-- To be done --
Present the data from its first line through the line containing "Segment each instance of the **bird's head**." as a numbered list, omitting any blank lines.

━━━━

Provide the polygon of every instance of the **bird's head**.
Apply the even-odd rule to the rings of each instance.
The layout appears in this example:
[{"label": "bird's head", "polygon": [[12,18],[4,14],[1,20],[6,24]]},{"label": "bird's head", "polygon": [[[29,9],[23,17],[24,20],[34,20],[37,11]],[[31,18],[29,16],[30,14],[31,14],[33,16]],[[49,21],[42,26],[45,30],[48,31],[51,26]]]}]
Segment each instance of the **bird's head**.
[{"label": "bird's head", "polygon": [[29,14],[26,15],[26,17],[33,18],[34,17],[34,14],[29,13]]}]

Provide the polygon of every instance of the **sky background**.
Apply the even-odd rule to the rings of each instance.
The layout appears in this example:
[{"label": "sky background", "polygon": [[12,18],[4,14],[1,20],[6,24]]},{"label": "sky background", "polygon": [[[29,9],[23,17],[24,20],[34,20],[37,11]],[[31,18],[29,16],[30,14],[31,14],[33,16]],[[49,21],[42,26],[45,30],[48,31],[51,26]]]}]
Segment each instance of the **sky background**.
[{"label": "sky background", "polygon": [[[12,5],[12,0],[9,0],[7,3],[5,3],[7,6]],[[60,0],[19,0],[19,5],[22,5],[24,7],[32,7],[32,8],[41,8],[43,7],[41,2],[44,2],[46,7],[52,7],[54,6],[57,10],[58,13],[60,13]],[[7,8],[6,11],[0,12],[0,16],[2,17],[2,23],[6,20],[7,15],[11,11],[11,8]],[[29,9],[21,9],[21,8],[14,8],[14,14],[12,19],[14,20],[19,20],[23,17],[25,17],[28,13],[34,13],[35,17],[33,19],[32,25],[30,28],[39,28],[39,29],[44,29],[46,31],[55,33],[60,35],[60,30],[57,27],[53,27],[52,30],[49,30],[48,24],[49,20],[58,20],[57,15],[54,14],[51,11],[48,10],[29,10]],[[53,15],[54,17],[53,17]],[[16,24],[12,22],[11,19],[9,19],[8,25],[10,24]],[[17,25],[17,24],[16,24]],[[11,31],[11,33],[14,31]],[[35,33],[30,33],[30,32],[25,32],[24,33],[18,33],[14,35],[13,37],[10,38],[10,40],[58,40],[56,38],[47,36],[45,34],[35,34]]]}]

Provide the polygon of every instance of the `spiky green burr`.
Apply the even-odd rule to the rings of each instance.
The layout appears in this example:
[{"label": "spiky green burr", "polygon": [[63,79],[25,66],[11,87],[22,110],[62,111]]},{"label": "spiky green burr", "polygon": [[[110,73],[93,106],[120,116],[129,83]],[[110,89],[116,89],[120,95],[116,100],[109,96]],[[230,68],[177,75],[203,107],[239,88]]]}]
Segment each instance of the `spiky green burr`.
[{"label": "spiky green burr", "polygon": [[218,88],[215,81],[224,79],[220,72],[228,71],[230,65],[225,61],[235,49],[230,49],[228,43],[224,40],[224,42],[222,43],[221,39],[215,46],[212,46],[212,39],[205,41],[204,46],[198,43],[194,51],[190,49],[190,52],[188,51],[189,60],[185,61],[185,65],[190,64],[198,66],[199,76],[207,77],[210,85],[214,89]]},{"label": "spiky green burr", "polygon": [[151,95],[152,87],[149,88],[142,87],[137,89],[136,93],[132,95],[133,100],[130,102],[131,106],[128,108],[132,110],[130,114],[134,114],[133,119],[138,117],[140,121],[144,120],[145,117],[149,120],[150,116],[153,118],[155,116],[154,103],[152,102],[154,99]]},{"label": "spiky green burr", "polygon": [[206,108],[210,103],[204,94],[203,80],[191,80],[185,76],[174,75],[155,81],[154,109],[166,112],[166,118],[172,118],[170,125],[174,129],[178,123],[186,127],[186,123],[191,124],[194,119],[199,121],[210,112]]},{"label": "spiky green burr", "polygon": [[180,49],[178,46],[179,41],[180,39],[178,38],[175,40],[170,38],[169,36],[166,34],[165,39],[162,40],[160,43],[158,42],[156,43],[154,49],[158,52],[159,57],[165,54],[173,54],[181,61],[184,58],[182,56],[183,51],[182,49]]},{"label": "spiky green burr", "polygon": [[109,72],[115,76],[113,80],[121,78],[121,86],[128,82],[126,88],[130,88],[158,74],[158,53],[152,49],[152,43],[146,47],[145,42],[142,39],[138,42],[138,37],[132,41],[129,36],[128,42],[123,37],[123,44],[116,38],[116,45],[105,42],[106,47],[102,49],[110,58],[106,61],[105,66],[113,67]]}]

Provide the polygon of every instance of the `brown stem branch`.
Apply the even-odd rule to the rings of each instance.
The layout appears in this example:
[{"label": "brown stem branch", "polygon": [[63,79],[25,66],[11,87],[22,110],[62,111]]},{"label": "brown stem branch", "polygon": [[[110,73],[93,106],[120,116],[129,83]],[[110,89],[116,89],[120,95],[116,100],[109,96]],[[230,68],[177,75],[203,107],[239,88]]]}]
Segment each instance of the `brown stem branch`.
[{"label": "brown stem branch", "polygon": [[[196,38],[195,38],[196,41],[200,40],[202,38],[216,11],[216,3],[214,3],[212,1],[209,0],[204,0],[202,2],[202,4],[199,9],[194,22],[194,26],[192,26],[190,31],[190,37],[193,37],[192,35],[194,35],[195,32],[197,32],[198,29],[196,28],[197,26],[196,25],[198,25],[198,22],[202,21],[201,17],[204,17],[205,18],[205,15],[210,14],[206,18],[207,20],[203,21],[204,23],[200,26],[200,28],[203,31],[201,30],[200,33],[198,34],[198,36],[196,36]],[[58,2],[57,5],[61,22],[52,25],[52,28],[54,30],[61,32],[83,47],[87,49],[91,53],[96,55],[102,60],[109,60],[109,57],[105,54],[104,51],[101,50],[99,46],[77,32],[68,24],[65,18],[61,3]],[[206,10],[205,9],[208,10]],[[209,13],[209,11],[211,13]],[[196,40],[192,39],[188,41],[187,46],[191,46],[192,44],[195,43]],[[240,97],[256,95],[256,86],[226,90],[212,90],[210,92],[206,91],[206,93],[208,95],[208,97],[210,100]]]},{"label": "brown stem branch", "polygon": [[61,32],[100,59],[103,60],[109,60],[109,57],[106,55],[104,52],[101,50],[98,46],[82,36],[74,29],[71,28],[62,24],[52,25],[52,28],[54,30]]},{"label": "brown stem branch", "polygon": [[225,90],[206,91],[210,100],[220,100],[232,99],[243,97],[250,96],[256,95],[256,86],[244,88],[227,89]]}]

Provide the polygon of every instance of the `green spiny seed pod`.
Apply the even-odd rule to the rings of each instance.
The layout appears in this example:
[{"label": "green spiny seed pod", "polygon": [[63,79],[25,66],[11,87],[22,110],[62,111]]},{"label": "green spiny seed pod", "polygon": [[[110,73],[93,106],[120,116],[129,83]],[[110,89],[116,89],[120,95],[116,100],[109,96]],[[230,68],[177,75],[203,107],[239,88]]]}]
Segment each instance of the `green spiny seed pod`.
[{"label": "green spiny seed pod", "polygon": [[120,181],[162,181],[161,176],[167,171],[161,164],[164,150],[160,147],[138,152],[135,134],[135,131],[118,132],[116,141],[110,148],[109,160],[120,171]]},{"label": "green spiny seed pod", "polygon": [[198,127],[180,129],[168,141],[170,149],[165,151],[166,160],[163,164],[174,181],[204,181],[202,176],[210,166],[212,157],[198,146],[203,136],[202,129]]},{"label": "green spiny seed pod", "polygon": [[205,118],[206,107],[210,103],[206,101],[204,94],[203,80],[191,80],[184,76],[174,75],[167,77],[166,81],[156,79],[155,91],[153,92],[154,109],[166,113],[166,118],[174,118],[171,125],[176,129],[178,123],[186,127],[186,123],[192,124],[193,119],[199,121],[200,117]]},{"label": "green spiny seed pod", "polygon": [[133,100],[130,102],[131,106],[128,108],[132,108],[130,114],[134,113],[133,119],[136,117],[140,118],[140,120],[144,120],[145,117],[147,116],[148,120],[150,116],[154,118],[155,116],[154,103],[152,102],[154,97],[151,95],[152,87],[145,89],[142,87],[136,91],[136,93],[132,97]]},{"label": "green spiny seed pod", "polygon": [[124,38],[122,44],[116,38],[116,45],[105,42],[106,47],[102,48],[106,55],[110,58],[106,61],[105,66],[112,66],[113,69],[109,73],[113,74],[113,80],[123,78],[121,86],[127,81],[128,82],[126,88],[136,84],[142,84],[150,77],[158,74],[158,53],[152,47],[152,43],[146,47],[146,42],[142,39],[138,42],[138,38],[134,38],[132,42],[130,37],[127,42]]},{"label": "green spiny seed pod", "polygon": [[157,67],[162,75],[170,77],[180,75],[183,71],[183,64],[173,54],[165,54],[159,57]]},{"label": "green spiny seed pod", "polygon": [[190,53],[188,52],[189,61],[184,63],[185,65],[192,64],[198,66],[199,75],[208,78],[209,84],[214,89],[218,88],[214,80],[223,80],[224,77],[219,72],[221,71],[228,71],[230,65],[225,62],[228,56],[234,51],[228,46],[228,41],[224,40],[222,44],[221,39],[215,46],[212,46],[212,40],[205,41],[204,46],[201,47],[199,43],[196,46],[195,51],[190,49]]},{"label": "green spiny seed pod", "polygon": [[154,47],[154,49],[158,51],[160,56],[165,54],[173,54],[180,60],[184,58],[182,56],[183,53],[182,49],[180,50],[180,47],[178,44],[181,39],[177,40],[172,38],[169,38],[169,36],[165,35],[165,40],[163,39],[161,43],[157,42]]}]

━━━━

-- Answer to this problem --
1. Provide the polygon of every instance of the **bird's head**.
2. Apply the even-odd rule to the rings of each instance.
3. The layout appears in this example:
4. [{"label": "bird's head", "polygon": [[12,18],[4,14],[1,20],[6,24]]},{"label": "bird's head", "polygon": [[[29,9],[23,17],[24,20],[34,20],[37,11]],[[31,18],[29,16],[30,14],[31,14],[33,16]],[[49,21],[42,26],[45,30],[48,31],[51,26]]]}]
5. Segment each instance of the **bird's head**.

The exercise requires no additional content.